------ EXTRACTED INFORMATION ------

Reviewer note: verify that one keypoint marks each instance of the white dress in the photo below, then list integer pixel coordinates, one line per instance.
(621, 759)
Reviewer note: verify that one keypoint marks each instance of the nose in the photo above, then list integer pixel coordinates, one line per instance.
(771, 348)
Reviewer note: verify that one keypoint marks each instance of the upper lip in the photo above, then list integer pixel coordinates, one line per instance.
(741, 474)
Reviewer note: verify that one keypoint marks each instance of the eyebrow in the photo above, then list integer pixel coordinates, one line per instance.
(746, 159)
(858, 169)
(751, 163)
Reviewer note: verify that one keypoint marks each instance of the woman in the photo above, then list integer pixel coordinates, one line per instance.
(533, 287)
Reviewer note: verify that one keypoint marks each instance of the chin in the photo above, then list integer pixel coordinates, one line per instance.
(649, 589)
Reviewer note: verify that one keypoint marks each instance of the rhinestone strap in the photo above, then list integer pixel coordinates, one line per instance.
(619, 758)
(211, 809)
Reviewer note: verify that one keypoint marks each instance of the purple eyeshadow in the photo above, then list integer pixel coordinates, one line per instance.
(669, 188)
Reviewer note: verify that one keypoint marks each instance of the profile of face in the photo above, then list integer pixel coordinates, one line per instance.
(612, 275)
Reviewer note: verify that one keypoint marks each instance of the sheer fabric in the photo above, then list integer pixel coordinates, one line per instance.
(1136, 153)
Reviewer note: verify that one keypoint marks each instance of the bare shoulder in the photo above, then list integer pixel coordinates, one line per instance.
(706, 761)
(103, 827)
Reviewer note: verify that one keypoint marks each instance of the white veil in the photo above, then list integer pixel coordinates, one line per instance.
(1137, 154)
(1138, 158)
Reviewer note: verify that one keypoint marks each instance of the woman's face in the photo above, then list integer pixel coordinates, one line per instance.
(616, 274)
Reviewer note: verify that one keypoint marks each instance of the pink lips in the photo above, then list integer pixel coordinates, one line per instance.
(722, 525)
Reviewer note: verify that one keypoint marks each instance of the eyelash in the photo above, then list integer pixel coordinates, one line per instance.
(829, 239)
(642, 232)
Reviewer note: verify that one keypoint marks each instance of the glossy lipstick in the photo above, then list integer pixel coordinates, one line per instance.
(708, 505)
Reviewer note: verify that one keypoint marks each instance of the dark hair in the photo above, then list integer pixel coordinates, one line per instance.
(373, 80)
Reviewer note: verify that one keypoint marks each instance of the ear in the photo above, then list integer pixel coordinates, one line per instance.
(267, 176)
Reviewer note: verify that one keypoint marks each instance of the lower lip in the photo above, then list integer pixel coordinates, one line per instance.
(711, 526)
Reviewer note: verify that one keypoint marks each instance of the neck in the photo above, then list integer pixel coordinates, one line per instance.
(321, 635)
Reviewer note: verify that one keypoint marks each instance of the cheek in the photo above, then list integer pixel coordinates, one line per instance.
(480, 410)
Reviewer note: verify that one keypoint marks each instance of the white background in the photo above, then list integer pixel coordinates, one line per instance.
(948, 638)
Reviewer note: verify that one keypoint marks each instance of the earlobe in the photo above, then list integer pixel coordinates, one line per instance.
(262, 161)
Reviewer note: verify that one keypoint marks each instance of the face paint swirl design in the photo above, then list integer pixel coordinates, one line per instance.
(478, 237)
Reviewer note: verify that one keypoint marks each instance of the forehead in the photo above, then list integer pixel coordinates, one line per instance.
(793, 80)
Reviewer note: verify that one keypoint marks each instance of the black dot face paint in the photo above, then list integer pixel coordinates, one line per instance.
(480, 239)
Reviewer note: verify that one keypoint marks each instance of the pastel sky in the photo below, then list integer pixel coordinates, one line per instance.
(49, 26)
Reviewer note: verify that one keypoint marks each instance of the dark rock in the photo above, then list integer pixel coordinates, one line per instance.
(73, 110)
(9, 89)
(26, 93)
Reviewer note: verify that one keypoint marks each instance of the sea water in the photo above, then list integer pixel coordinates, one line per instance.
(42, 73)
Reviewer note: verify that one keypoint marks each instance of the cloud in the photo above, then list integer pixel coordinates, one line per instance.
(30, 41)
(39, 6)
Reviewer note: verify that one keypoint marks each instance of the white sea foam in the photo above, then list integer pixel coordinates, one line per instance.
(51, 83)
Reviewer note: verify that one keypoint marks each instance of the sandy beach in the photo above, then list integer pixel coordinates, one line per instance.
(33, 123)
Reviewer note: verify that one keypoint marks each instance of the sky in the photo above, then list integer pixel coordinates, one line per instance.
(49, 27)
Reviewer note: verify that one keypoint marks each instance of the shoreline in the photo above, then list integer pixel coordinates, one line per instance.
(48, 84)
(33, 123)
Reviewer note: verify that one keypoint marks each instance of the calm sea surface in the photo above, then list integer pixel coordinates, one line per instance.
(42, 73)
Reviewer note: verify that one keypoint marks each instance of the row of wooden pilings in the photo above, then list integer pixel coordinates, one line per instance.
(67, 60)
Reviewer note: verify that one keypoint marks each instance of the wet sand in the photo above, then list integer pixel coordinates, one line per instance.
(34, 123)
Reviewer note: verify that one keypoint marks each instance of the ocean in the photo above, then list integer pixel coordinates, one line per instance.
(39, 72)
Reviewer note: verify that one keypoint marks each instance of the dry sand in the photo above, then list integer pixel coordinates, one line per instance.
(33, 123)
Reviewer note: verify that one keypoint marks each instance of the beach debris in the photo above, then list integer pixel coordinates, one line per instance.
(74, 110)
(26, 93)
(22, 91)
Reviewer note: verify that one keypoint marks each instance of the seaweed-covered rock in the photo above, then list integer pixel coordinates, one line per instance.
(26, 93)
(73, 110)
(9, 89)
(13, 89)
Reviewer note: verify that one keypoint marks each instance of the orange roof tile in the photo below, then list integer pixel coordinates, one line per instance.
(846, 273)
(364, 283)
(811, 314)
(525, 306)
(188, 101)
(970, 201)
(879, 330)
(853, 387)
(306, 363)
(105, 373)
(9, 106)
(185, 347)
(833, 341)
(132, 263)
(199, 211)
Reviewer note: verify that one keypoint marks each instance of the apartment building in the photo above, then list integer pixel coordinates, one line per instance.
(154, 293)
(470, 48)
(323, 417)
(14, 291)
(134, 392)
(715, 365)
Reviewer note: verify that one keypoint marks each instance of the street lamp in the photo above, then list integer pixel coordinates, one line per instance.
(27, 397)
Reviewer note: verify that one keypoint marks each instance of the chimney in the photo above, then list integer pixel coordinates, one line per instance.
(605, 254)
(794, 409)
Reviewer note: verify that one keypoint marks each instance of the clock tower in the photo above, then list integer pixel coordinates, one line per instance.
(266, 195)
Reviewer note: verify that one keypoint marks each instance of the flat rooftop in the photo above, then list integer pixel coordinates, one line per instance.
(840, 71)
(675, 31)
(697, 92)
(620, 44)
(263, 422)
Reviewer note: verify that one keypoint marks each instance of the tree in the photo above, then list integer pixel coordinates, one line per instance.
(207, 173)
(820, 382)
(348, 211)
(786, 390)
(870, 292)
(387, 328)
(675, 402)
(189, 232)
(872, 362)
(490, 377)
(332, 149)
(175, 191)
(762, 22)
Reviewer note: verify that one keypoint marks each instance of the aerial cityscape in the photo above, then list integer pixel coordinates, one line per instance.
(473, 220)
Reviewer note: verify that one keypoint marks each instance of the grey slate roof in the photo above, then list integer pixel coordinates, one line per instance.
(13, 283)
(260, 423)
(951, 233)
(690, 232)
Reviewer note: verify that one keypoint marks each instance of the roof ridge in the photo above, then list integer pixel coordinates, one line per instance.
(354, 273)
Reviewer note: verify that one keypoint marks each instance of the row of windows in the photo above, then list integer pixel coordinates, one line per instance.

------

### PROBLEM DETAILS
Without leaving anything out, repeat every entry shown above.

### ANSWER SECTION
Reviewer note: verify that one keypoint marks each instance of the white dress in the photo below, then list integer pixel coordinates, one line per instance.
(621, 759)
Reviewer note: verify that one keypoint marks each instance of the nose in the photo above, then list integer pixel coordinates, one line per instance.
(771, 348)
Reviewer note: verify that one keypoint marks each instance of the upper lip in the photo above, then list integer pixel coordinates, one line per instance.
(741, 474)
Reviewer note: verify that one keypoint marks each instance of the eyebrow in the photo above, then list integer pixel coordinates, one line per instance.
(746, 159)
(858, 169)
(751, 163)
Reviewer note: verify that one keypoint marks each instance of the woman in the photo above, then list integer pixel coordinates, one line per instance.
(533, 287)
Reviewer note: verify that one keypoint marks each instance of the chin in the photo above, then list integer pixel coordinates, one line per instance.
(649, 589)
Reviewer note: verify that one keypoint marks each instance of the rhinestone strap in the photo above, then list integer pixel coordinates, one line per instance.
(619, 758)
(211, 809)
Reviewer note: verify that one keypoint marks each instance of the purple eyeshadow in the photo above, then list integer pixel coordinates, one line per instance.
(669, 188)
Reviewer note: verify that one keypoint marks each instance of the profile of face in the photo above, then list integer pixel coordinates, one line per instance.
(612, 275)
Reviewer note: verify that one keypoint marks each instance of the sheer fabric in the photo above, then list integer pixel coordinates, one line per instance.
(1136, 153)
Reviewer note: verify that one keypoint marks each instance of the bare shoulder in the photo above, then list integer pixel coordinates, one line per instance.
(706, 761)
(103, 827)
Reviewer note: verify that one keypoint marks each instance of the white veil in the photo above, then list integer pixel coordinates, one line per instance.
(1137, 154)
(1138, 158)
Reviewer note: verify that one keypoint marks each instance of the woman's face in the photo above, then list integer pixel coordinates, one line per instance.
(616, 274)
Reviewer note: verify that one keypoint marks each instance of the pink lips in the photo above, then list integer pixel coordinates, one line per instance.
(722, 525)
Reviewer note: verify that one keypoint marks each instance of the eyelash in the photo above, then list integer pixel coordinates, one line per instance.
(829, 239)
(642, 232)
Reviewer note: verify that one keypoint marks each instance of the glossy lipstick in the photo above, then list integer pixel coordinates, one line per instance.
(708, 505)
Reviewer note: verify that one keypoint marks each instance of the dark hair in the photo above, then list integer pixel coordinates, one line per instance.
(373, 80)
Reviewer note: verify that one keypoint marks each instance of the ear in the photo above, then list integer pixel coordinates, one line per instance.
(267, 176)
Reviewer note: verify that one keypoint marks each instance of the lower lip in the photo above, then list integer pixel coordinates, one line per instance.
(711, 526)
Reviewer note: verify that one keypoint marks each instance of the neck in the photo above, then list integer pixel coordinates, one line per instance.
(321, 635)
Reviewer note: verify that one keypoint marks each instance of the cheek in the photo above, then list integer pixel coordinates, one line per instance.
(480, 410)
Reviewer note: verify that one keypoint marks each instance of the white background in the photo above, then list integer pixel coordinates, one line per instance.
(948, 638)
Reviewer note: verify that one keypoint marks each instance of the earlobe in the photo above, then list integer pixel coordinates, one line per instance.
(262, 161)
Reviewer note: verify that one keypoint marks each instance of the face paint swirl design in the photo above, then list integer pixel coordinates, one line per instance.
(478, 237)
Reviewer note: verify that one keypoint marks each instance of the forehead in the photo above, then list integer pixel coordinates, one line per instance.
(793, 80)
Reviewer note: verify that one keypoint marks each instance of the black dot face paint in the photo above, then list integer pixel coordinates, one line per instance.
(480, 239)
Reviewer note: verify that one keypoint marks each instance of the pastel sky in the photo below, then list integer pixel coordinates, one line per instance.
(49, 26)
Reviewer note: verify that one keypoint marks each instance of the dark rock in the photo above, then list integer pixel coordinates, one line per instance.
(73, 110)
(9, 89)
(26, 93)
Reviewer note: verify that one keypoint marks each instance of the sea water in the photo above, then list integer pixel coordinates, one line per instance.
(42, 73)
Reviewer note: verify that one keypoint marks each instance of the cloud in the photo above, then list integer pixel coordinates, one line per instance.
(30, 41)
(39, 6)
Reviewer note: verify that one keypoint marks each instance of the white sea foam in the photo above, then list integer pixel coordinates, one line per instance.
(51, 83)
Reviewer note: verify that one keypoint marks each instance of the sandy beach in the photo above, then list integer pixel coordinates, one line per instance.
(33, 123)
Reviewer note: verify that one keypoint marks each instance of the sky in the photo above, then list integer pixel coordinates, one line per instance.
(49, 27)
Reviewer note: verify that one keypoint marks each instance of the shoreline in the photo above, then list integer pixel coordinates, one line per instance.
(48, 84)
(33, 123)
Reviewer note: verify that one keypoint marks each instance of the calm sea surface in the photo above, then list integer pixel coordinates, one line per instance.
(42, 73)
Reviewer note: verify that one keypoint marks each instance of the row of wooden pilings in the photo above, then list integer pixel coordinates, one line per instance.
(67, 60)
Reviewer note: verify that one keypoint marks each instance of the wet sand in the photo above, then list integer pixel coordinates, one line per instance.
(34, 123)
Reviewer note: verify that one keypoint marks each instance of the ocean in the photo above, then list integer pixel coordinates, one line per instance.
(39, 72)
Reviewer note: verify that one keypoint marks each instance of the dry sand in the photo above, then list integer pixel coordinates, one line per instance.
(33, 123)
Reviewer note: verify that one keypoint marks each instance of the beach debris in the photo above, then list integer pixel coordinates, one line per instance.
(74, 110)
(26, 93)
(22, 91)
Reviewer note: verify that one keypoint marks each instance of the seaweed-covered rock in the photo above, then list integer pixel coordinates, one line per instance.
(26, 93)
(73, 110)
(9, 89)
(13, 89)
Reviewer note: verify that one keypoint marks each instance of the orange roof tile in the photo below, then list integer pixel coordinates, one line per instance.
(846, 273)
(364, 283)
(811, 314)
(525, 306)
(188, 101)
(970, 201)
(879, 330)
(853, 387)
(306, 363)
(105, 373)
(9, 106)
(185, 347)
(833, 341)
(132, 263)
(199, 211)
Reviewer note: verify that one keypoint marks each instance of the apartment building in the photo above, then list integer pixel coordinates, one line per instance.
(154, 293)
(470, 48)
(323, 417)
(14, 291)
(134, 392)
(715, 365)
Reviewer note: verify that one keypoint marks each instance of the street lamp in the photo above, then list integer pixel coordinates, one line per instance.
(27, 397)
Reviewer note: verify that one keypoint marks each instance of the chimney in the photo above, then list integer pixel coordinates, one line per instance.
(605, 254)
(794, 409)
Reviewer note: verify that one keypoint marks each instance of the clock tower in the photo above, then list integer pixel coordinates, one line per instance.
(266, 195)
Reviewer note: verify that one keypoint marks each instance of the flat rooftop in the photo above, then list integer pixel coordinates, one line per instance.
(840, 71)
(675, 31)
(697, 92)
(620, 44)
(263, 422)
Reviewer note: verify that one keypoint marks each instance of the tree in the photo above, then list integer pixel coordinates, one line per instance.
(207, 173)
(820, 382)
(348, 211)
(786, 390)
(870, 292)
(387, 328)
(675, 402)
(189, 232)
(872, 362)
(490, 377)
(332, 149)
(175, 191)
(762, 22)
Reviewer note: verify that one keypoint marks each instance of the aerial cityscape in the photo above, then list integer pixel coordinates, one line per instance.
(473, 220)
Reviewer note: verify that one keypoint marks each instance of the grey slate roof in the photo above, then list integer pixel coordinates, one line per instance.
(13, 283)
(260, 423)
(951, 233)
(690, 232)
Reviewer note: verify that one keypoint marks each instance of the roof ridge in the photo above, then list integer pixel coordinates, one line per instance.
(354, 273)
Reviewer note: verify that one keypoint marks each instance of the row of windows in the photo above, then list integer pixel coordinates, one line per instance.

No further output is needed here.